» WHAT TO DO: State how many lines in the entries below contain the string "blue", with case counting. Give only the number.

Raw records
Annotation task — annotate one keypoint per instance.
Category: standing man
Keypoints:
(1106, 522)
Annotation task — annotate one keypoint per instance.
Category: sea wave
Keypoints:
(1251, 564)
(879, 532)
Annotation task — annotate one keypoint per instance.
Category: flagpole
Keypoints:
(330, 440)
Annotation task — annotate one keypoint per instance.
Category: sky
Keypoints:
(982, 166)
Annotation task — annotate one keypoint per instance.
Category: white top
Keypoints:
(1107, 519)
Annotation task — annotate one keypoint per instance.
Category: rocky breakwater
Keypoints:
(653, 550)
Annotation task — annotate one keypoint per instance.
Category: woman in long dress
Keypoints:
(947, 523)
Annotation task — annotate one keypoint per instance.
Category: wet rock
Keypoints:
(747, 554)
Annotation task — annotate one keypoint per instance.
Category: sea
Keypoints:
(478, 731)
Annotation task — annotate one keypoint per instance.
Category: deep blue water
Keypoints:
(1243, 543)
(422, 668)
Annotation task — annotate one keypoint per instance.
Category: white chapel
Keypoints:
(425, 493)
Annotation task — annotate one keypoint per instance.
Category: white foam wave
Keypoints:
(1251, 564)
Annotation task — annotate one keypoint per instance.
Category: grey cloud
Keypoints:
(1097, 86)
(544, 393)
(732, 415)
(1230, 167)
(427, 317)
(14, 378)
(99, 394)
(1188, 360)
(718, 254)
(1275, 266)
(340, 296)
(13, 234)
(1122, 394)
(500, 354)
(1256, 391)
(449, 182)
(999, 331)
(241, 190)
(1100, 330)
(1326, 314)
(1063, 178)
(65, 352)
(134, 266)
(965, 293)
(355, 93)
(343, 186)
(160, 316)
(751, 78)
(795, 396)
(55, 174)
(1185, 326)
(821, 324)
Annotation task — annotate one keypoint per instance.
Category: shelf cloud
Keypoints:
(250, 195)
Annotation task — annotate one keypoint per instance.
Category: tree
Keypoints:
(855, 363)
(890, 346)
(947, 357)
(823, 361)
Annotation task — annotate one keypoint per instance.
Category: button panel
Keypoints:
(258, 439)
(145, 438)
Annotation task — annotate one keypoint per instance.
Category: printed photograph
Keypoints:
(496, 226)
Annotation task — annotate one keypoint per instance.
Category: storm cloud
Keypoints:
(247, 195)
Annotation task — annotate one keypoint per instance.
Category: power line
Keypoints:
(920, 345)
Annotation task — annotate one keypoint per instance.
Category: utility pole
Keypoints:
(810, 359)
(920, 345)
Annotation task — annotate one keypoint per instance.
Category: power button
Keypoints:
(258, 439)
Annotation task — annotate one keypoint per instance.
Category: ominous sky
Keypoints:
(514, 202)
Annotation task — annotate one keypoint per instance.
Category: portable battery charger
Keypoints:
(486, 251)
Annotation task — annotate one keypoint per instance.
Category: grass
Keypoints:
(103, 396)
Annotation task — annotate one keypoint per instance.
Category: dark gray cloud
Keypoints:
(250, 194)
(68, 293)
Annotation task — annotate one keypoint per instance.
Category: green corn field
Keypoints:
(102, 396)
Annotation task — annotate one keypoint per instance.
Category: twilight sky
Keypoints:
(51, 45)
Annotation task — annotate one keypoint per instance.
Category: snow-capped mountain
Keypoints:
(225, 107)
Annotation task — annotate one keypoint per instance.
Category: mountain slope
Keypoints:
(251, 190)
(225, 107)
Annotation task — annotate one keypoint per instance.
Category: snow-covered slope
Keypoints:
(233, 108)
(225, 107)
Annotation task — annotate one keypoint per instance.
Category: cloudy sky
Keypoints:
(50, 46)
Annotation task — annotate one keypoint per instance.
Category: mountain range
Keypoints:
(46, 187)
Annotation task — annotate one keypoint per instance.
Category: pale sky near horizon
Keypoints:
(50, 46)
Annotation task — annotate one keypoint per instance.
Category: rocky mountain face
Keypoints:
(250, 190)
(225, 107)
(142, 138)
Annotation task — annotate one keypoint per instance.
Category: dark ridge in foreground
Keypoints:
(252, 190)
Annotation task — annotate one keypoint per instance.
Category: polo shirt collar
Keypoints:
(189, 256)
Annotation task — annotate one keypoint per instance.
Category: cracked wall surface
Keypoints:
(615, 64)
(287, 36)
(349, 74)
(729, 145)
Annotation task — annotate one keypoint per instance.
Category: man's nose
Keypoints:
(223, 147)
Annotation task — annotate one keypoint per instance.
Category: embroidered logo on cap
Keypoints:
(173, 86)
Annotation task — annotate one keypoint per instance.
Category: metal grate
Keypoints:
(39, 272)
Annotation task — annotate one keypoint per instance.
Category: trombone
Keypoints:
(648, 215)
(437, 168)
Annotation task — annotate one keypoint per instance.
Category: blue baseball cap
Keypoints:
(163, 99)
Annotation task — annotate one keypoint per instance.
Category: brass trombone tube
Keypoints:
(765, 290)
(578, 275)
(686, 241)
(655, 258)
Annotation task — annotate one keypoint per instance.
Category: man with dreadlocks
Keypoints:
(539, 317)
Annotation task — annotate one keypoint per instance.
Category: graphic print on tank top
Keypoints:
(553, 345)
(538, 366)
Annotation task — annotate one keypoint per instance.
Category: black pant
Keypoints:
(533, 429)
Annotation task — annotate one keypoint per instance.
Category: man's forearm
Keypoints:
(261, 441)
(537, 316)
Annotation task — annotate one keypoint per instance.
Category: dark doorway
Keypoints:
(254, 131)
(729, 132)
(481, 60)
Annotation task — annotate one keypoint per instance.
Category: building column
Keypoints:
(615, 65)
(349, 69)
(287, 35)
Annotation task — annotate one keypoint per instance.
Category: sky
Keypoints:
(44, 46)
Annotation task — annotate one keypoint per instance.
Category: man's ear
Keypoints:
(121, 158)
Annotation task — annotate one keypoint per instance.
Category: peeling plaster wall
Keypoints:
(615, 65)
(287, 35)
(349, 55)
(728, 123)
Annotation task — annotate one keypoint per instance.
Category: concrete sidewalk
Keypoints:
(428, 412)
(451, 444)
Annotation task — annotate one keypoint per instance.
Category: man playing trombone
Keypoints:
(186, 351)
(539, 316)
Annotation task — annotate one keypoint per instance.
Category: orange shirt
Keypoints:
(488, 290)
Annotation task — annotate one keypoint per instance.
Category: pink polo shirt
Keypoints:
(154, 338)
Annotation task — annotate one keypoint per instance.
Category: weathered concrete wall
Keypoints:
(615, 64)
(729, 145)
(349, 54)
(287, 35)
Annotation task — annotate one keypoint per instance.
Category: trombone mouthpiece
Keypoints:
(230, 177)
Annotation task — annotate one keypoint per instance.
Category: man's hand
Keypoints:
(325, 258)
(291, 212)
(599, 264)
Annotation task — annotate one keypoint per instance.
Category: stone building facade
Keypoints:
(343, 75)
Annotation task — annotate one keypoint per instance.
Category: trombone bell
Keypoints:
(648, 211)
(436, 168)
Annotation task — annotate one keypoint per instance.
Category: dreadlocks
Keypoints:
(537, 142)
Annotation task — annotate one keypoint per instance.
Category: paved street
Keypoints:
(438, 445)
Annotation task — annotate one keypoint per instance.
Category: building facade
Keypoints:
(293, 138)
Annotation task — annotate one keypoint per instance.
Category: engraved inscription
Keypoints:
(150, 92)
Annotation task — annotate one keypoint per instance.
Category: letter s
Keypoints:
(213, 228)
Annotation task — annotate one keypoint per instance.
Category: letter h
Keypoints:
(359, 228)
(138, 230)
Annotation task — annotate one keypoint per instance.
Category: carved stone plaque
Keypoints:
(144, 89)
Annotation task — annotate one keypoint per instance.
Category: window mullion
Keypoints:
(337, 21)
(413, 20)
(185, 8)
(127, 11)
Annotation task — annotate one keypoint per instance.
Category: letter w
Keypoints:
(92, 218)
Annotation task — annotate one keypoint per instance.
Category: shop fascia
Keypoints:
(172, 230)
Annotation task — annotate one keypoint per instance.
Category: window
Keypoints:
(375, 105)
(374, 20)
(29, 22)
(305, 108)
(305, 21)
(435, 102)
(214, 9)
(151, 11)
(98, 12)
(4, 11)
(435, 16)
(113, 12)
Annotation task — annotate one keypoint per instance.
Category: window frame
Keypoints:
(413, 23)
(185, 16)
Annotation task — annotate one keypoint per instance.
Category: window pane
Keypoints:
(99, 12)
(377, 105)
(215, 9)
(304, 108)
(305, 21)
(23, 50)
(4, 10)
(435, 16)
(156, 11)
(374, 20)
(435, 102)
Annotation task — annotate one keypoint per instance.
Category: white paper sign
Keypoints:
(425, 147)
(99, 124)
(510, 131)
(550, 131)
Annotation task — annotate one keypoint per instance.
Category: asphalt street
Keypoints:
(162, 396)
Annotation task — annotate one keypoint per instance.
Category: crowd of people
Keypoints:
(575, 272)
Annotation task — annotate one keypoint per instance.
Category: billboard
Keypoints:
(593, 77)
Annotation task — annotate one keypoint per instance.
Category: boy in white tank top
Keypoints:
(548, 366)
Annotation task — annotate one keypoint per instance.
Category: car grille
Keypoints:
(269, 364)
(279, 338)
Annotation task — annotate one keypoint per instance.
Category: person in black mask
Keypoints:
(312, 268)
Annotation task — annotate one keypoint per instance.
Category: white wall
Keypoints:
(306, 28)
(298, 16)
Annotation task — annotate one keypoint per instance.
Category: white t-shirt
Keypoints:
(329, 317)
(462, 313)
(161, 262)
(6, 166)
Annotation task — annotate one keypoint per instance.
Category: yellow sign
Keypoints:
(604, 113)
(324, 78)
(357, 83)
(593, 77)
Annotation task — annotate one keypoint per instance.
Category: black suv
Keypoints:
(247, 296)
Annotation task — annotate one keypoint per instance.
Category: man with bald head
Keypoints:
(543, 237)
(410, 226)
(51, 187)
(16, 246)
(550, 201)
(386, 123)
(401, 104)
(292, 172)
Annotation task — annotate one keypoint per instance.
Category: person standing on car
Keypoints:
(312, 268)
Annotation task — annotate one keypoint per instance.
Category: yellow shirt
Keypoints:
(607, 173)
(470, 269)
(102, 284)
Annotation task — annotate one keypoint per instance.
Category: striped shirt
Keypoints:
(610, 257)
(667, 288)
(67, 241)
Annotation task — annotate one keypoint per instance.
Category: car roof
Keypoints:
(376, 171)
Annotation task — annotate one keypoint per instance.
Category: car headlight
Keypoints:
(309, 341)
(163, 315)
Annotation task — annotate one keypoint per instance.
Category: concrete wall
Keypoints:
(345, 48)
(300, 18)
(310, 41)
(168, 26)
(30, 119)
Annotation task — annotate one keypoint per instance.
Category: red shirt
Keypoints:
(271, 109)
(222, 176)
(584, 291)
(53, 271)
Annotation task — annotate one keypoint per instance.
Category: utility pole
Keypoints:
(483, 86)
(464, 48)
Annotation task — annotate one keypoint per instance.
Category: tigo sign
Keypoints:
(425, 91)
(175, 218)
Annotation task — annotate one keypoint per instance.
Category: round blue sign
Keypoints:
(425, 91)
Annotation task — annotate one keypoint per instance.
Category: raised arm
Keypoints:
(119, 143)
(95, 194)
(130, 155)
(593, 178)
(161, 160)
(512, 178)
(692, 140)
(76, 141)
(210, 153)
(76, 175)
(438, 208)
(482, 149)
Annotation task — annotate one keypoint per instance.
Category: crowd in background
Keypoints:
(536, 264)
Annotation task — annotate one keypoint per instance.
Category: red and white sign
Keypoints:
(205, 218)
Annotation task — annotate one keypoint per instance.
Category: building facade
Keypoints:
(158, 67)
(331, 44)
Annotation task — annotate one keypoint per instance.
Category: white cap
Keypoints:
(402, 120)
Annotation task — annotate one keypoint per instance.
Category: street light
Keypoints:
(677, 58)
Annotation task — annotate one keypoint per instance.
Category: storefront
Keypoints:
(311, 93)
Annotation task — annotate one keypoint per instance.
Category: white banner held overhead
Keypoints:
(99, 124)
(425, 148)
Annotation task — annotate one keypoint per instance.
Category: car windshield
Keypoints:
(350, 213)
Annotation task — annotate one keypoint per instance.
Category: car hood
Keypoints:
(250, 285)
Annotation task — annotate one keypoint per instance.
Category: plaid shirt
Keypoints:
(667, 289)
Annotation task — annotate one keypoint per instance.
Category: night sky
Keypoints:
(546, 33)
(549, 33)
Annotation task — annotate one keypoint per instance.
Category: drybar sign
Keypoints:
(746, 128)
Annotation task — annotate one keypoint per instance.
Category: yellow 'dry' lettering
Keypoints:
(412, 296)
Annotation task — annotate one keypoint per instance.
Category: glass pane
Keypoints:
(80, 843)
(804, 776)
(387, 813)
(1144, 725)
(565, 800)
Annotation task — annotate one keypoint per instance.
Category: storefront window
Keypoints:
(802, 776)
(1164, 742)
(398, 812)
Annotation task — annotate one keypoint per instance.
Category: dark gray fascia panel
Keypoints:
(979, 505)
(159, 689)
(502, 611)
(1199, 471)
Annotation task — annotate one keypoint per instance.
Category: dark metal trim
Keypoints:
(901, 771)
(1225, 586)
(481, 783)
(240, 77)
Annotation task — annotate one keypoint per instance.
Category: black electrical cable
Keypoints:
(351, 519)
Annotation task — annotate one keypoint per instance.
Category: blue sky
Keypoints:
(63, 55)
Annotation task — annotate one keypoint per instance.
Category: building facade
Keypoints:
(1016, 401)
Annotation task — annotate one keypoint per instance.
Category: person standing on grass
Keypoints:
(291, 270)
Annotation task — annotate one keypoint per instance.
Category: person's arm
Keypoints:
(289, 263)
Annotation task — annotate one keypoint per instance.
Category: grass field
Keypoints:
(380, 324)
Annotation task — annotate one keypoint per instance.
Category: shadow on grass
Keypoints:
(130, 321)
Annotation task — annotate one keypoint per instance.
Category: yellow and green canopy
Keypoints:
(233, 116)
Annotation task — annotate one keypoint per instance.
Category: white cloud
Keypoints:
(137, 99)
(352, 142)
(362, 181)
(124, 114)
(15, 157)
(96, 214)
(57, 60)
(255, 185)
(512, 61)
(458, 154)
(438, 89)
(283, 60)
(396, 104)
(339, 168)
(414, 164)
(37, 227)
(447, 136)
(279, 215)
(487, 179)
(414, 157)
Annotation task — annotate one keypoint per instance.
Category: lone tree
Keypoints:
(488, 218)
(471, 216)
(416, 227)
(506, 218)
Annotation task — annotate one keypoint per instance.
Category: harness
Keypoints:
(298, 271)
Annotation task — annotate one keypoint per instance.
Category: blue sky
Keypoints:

» WRITTEN SOLUTION: 5